» Given instruction: Copy each of the following items word for word, leaving nothing out.
*** Material for this exercise ***
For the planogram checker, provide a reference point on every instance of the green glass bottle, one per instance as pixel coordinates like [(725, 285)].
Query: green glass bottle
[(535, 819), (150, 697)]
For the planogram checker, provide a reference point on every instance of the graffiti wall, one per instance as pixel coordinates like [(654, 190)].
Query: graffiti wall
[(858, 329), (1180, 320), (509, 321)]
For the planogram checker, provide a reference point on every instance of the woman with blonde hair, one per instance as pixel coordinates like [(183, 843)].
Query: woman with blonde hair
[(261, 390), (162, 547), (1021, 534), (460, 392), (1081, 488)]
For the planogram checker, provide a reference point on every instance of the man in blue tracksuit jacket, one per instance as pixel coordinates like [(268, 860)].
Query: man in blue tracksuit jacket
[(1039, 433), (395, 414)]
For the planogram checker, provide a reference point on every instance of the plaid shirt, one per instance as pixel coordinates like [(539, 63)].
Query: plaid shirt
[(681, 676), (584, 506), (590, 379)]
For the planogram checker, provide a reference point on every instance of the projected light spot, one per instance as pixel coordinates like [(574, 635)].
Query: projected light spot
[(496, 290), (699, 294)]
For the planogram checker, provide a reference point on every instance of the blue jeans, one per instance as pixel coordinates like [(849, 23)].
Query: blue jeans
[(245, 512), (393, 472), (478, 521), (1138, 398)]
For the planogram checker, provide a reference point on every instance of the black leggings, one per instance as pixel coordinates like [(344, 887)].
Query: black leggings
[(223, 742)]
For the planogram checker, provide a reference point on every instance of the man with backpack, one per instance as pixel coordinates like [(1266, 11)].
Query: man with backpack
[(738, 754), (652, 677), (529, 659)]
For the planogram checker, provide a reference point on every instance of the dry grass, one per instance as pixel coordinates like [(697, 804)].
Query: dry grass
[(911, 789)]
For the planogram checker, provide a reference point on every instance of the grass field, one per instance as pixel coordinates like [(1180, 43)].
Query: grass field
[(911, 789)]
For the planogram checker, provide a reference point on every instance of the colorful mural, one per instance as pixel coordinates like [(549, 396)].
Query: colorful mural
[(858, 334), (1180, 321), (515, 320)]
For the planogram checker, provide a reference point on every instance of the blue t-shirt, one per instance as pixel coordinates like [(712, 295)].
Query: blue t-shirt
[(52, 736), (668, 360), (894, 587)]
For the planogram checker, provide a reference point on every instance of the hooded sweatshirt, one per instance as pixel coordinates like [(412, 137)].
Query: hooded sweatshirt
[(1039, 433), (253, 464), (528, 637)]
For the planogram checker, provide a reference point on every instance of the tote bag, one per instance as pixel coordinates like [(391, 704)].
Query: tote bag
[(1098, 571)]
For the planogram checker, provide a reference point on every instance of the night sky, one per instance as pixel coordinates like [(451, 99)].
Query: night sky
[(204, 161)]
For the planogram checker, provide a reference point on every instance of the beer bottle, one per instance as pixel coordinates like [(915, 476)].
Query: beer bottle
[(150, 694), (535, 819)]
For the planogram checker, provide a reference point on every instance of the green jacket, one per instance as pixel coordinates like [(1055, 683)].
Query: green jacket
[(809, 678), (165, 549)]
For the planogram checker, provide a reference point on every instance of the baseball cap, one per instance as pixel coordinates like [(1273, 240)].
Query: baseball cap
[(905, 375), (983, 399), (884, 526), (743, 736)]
***
» Completed exercise:
For the planogram checker, provide a reference point on every instance of the green glass bottle, one per instance as pixel coordinates like [(725, 285)].
Query: green glass bottle
[(535, 819), (150, 697)]
For the planogram checker, provide a reference point on every instance of the graffiti wall, one per instance as pixel coordinates like [(654, 190)].
Query: graffiti wall
[(858, 329), (1180, 320), (509, 321)]
For the planogram checker, provide a reference point on every instance of the woman with blonde hair, one per instance as pixel coordinates like [(183, 843)].
Query: woman with blonde hair
[(261, 390), (162, 547), (1021, 534), (460, 392), (1081, 488)]
For the planogram checker, provide a reference point on every instance of the man in blue tracksuit jacket, one per instance as pixel coordinates like [(268, 860)].
Query: man in blue tracksuit jacket
[(1039, 433), (395, 414)]
For the planogram checker, provide a reference point on every instance of the plaid shirt, one per instance as pixel coordinates like [(539, 63)].
Query: plaid shirt
[(681, 676), (584, 506), (590, 379)]
For the planogram checker, provide a reference point on every instance of the projected light spot, one per instance as pixel coordinates like [(574, 635)].
Query: projected light spot
[(496, 290), (699, 294)]
For the planogram checker, provide a reference point on every instance of the blue jeans, one per instance as pixel coordinates like [(849, 23)].
Query: blue jeans
[(245, 512), (393, 472), (478, 521), (1138, 398)]
For the planogram checker, provide a reference point on every instance of the black leggings, one per instance as pixel coordinates like [(344, 887)].
Query: black leggings
[(223, 742)]
For the planogram checker, provide a reference point on every instance of the man with backpack, one per instance as pixel coordinates like [(1266, 11)].
Query: man with backpack
[(738, 754), (652, 677), (529, 659)]
For the planogram checker, provide a reference point on every instance of the dry grass, one per instance as pixel coordinates like [(697, 804)].
Query: dry grass
[(911, 789)]
For the planogram checker, provide a reference point on every instance of the grass field, one per instance as pixel coordinates like [(1180, 43)].
Query: grass field
[(911, 789)]
For the planogram checker, provide a reference point on every instance of the colorful mural, one per instance as pixel coordinates like [(549, 396)].
Query: colorful mural
[(858, 334), (1180, 321), (515, 320)]
For the planogram checker, provide a reference point on every instance of the blue t-shirt, one per instance as pixel coordinates like [(712, 295)].
Query: blue t-shirt
[(52, 736), (668, 360), (894, 587)]
For the planogram checker, provide a reference point on every instance of the hooded sweatshirt, one per instance as pixel coordinates like [(412, 137)].
Query: hooded sweatshirt
[(1039, 433), (253, 464), (528, 637)]
For the planogram checker, provide a reference point on every instance of the tote bag, one per instance as pixel coordinates like [(391, 704)].
Query: tote bag
[(1098, 571)]
For the planogram checker, provide a reference point on every instance of the night sky, one per instance as pixel coordinates like [(451, 99)].
Query: night sky
[(204, 161)]
For the planogram checker, provide a reference point on every instance of the beer bottle, one per instance as pixel coordinates like [(915, 476)].
Query: beer bottle
[(150, 694), (535, 819)]
For the planogram checker, provide a reference point on every instance of the green jacket, one per instance as pixel coordinates like [(1055, 683)].
Query: green jacket
[(809, 678), (165, 549)]
For the planogram checker, provide a reference point on every instance of the baseball cap, one per instance as pixel coordinates like [(1273, 240)].
Query: baseball cap
[(905, 375), (983, 399), (884, 526), (743, 736)]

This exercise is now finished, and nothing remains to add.